**Exercise text:**
========================
ADD Dorenkemper and others here. - maybe too much Kunstle, Wordsworth p. 23 does not take an authorship position


• ["Letter to the Parthians”only occurs in Latin Fathers before 9th century] It is generally agreed that there was African influence as well on Cassiodorus (ca 560) who spoke not only of I John as an ”Epistle to the Parthians” (PL 70, 1369-1370) but also of the Johannine Epistles as”those of John to the Parthians” (PL 70, 1125). From the ninth century on, 1 John was entitled ”To the Parthians” in many copies of the Vulgate, e.g., Codex Vallicellianus.”
(Brown, The Epistles of John, 1983, p. 772)

• [Cassiodorus ascribes the work to Augustine; Bede ascribes the work to Athanasius] Chapter II. The First Epistle of John. (ii) The Persons addressed. S. Augustine in the heading [1. this heading is by some considered not be original : it occurs in the Indiculus Operum S. Augustini of his pupil Possidius.] to his ten homilies on the Epistle styles it 'the Epistle of John to the Parthians' (ad Parthos), and he elsewhere (Quaest. Evang. II. xxxix.) gives it the same title. In this he has been followed by other writers in the Latin Church. The title occurs in some MSS of the Vulgate. The Venerable Bede states that ”Many ecclesiastical writers, and among them Athanasius, Bishop of the Church of Alexandria, witness that the First Epistles of S. John was written to the Parthians” (Cave Script. Eccles. Hist. Lit. ann. 701). But Athanasius and the Greek Church generally seem to be wholly ignorant of this superscription; although in a few modern Greek MSS. 'to the Parthians' occurs in the subscription of the second Epistle. Whether the tradition that S. John once preached in Parthia grew out of this Latin superscription, or the latter produced the tradition, is uncertain.
(Plummer, The Epistles of S. John: Volume 61 of The Cambridge Bible for schools and colleges, 1890, p. 32)

• Cassiodorus [ascribes the work to Augustine]: ...This verse refers to harmony rather than separation of power, for it is often asserted in the divine Scriptures that in the Trinity there is equality of power or nature. These passages have been fittingly gathered by our father Augustine among others in his Book of Testimonies.(fn. 12. The reference is probably to Ps.-Augustine, Contra Varimadum III (ML 62.411 ff.):”in his testimoniis unitas Trinitatis ostenditur.” See Fischer, Biblica 23 (1942) 154.)
========================
**Extracted material:**
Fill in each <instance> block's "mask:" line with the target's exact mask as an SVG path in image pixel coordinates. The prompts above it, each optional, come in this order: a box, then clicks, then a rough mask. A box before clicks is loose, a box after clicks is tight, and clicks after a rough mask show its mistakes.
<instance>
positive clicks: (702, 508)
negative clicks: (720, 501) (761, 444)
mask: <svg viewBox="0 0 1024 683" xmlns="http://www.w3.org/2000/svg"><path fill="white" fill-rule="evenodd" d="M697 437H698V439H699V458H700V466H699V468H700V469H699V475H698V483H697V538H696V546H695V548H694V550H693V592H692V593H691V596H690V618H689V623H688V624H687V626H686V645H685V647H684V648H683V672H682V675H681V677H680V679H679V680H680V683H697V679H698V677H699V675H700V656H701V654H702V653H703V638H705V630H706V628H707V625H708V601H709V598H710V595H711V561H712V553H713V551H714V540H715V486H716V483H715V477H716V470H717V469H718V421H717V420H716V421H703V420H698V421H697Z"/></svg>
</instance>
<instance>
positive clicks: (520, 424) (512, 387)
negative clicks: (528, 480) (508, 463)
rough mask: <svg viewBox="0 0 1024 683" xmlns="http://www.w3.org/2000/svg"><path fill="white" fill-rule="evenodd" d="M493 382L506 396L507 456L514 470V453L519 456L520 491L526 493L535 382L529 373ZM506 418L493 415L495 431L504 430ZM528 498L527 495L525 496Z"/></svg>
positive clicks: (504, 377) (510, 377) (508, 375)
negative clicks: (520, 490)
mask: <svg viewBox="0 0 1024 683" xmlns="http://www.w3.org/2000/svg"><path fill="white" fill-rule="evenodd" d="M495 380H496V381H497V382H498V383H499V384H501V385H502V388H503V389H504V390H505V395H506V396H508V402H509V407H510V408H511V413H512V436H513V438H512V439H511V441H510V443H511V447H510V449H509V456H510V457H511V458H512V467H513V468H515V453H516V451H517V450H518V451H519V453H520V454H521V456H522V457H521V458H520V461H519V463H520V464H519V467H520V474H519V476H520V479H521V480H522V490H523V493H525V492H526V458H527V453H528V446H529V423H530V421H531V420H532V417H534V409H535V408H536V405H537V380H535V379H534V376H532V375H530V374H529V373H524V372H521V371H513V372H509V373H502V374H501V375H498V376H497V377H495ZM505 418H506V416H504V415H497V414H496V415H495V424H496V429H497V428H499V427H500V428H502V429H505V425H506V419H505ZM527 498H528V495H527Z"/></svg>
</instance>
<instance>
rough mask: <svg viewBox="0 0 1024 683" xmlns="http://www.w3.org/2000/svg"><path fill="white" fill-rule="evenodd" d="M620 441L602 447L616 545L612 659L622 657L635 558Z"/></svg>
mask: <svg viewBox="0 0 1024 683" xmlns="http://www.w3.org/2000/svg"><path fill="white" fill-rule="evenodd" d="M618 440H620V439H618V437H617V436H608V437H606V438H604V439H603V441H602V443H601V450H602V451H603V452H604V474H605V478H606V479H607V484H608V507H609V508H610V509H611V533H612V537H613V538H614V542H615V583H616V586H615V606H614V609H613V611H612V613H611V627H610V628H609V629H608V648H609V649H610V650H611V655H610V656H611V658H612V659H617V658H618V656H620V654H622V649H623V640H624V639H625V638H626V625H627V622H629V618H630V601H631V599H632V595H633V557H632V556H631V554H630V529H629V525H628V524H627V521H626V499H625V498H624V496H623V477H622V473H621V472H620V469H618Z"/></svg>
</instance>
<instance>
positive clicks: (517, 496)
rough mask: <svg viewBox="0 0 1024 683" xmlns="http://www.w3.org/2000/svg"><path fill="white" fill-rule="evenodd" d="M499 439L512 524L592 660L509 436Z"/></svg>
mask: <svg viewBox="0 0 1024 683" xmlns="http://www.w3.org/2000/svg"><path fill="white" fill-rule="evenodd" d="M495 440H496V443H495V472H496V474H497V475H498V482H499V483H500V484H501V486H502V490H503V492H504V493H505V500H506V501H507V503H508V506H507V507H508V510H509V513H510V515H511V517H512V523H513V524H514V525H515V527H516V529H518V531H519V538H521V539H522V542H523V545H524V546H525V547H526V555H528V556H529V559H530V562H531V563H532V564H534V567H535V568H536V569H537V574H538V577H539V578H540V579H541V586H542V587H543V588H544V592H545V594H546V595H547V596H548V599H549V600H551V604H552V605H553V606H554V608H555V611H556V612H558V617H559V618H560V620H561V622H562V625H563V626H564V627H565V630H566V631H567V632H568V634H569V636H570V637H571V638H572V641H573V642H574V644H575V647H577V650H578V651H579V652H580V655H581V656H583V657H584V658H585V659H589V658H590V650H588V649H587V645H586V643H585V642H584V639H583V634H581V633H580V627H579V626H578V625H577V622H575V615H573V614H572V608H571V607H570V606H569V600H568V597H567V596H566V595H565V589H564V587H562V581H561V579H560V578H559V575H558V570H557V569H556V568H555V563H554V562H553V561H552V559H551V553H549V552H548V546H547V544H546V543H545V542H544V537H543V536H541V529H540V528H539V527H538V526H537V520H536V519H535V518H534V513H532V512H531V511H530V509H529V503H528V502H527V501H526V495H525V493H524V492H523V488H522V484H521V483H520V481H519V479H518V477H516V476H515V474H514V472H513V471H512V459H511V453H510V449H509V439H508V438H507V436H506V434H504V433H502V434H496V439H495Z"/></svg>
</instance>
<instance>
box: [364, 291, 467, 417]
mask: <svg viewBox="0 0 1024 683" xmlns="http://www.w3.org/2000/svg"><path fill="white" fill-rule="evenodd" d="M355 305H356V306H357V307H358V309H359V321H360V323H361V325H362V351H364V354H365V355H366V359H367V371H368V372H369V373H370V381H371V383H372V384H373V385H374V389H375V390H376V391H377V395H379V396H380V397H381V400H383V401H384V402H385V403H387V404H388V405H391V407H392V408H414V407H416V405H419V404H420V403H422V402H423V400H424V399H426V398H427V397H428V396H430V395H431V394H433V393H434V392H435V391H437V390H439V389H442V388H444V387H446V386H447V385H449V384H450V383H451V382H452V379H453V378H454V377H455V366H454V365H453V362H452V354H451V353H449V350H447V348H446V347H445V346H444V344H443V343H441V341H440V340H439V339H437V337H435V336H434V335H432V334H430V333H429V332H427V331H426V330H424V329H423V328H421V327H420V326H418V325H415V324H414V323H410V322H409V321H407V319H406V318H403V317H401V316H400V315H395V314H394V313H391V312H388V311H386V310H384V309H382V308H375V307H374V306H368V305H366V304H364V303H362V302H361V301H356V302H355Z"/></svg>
========================
**Exercise requirements:** List every passage that the notes on the title "to the Parthians" enclose in square brackets.

**Task solution:**
1. "Letter to the Parthians”only occurs in Latin Fathers before 9th century
2. Cassiodorus ascribes the work to Augustine; Bede ascribes the work to Athanasius
3. 1. this heading is by some considered not be original : it occurs in the Indiculus Operum S. Augustini of his pupil Possidius.
4. ascribes the work to Augustine